◆ Article ◆
** BEGIN **
I wished there was someone like-minded I could have talked to, but I didn’t know where to start or where to look….so I didn’t. I just suffered. Alone and in silence because that’s what I thought I deserved…..
So how did I get out of it?
A light bulb of logic slowly lit inside me. I realised small positive steps inside might just add up to an overall positive experience or future positive lifestyle for me.
I realised I was never likely to kill myself and, as dark and horrible as I felt, I either had to try and live or I was just dead anyway from the inside out.
I had the love of my son and his light began to inspire a turnaround. Despite my irrational fears, he hadn’t turned on me and didn’t think I was a joke or embarrassment. He just seemed to love me unconditionally.
I made the conscious choices that I would never deliberately let him down or the other members of my family (again).
I promised myself I would be there in any way I could. If I said I’d do something, I’d make sure I did it no matter what. If I said I’d be somewhere, then I’d make sure I was. These were little wins inside for me, doing positive things I said that I would do, and then actually seeing them through and not feeling bad afterwards, helped begin to ease the guilt and self-loathing.
I also convinced myself (successfully) that it didn’t matter if I had little or nothing as long as I provided for others in the family, then I could look at myself in colour again knowing I was getting back some self-respect and getting some integrity back too.
I fought hard to get a grip on my financial situation and made sure I was in control of my life and where it was going, whatever direction it took me, no matter how bumpy the roads ahead and how tough it may continue to be at any given time.
I didn’t know what the future would hold for me, but I accepted it was a journey and that I could get through the days with some humility and (self) respect.
I also thought it might be a positive step for me if, some day, I could be a marker or warning to others who were feeling the same or felt they had experienced a similar plight, the obstruction in the road that says “I know what it’s like, I’ve been there and it doesn’t have to end so badly after all”.
It wasn’t about being self-righteous and pompous, thinking I was great or better than anyone, just that I knew I could come out of this darkness with knowledge and understanding of what got me there, how and why, with the understanding of what it would take to keep me a decent and even better person going forward, so maybe just maybe that experience (no matter how bad it was for me at the time) might be able to help steer someone back from their darkness.
** END **
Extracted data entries
** BEGIN **
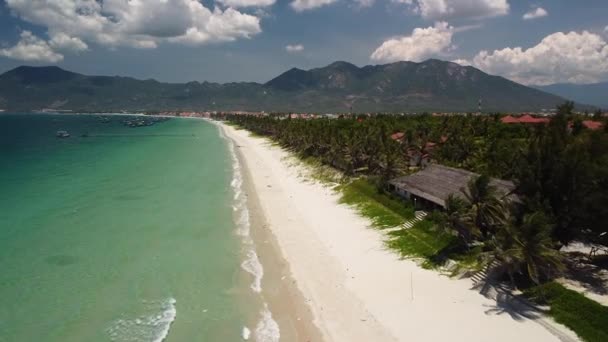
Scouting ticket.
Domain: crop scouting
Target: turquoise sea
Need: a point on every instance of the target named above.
(125, 234)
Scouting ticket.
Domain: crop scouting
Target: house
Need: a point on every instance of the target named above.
(525, 119)
(430, 187)
(593, 125)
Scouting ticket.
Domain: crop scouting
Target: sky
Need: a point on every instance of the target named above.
(531, 42)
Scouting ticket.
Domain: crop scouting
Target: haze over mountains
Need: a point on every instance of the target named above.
(432, 85)
(595, 94)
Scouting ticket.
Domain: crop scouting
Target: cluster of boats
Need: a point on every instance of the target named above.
(142, 121)
(129, 121)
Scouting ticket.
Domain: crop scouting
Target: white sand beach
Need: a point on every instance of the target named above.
(356, 289)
** END **
◆ Given request ◆
Resume the personal account of climbing out of a period of darkness, beginning immediately after its final sentence.

◆ Answer to the exercise ◆
I accepted my life had changed and, despite the fact I wasn’t in a place I imagined or had hoped for, and that I often felt I had gone backwards, that really it wasn’t so bad. It was just an unexpected change. One I didn’t need to be scared or ashamed about.
I survived because I believed and taught myself that things would be OK. I showed myself that it could be better and I made myself believe it.
I wish I hadn’t done it alone. I wish I had been brave enough to open up to someone, the right person or people, but I didn’t know anyone, so I stayed silent out of fear of ridicule or being rejected rather than looking for the help I needed if I did speak up.
I was wrong to think like that. Very wrong.
No-one is ever alone, no matter how much they feel it or believe it. There is ALWAYS someone there, often more than one person. You just need to be brave enough to look for them or to ask for them.
Everyone is different and some might not make it back if they go it alone. Some will, but why leave something as precious as your mind and life to chance?
What I do know for 100% certainty is that there is no shame in being alone or admitting you’re scared or that you’ve made mistakes and you’d like some help. No harm can come from sharing your story or experiences with the right people.
You just have to take a leap of faith and see that first step even if you can’t see the whole staircase and where it might actually lead.
As I write this I have long accepted I have demons, but the most important thing is….they don’t have me, and they never will!
I will move forward in life positively and even though I have no idea how my life will be or where I will end up, I don’t see just black anymore. Nothingness is not all I can see.
I will keep being the best family member I can be, and keep doing the best I can for me and others around me.
This is me now, with my son at his nursery graduation, and recently with the bike I will ride 185 miles in 17 hours on, raising awareness and funds for CALM.
I’m in colour. I’m smiling naturally. My eyes aren’t lost. I can be clean shaven or unshaven, it really doesn’t matter because I don’t hate who I’m looking at.
I guess what I’m trying to say is you don’t need to be alone and you don’t need to be scared on your own, so, put simply….don’t be!
At the very least, be scared around others who have been there, maybe still are there and aren’t afraid to help you along, or help you back up to a strong upright position.
Remember this, when you feel you have nothing more to lose…..then you really have nothing more to lose, so talking to someone about how you really feel and what you have experienced can’t and won’t make you any worse off.
Maybe if you feel too nervous or afraid to talk to a complete stranger, then come and find me.
Maybe we can figure it out together…..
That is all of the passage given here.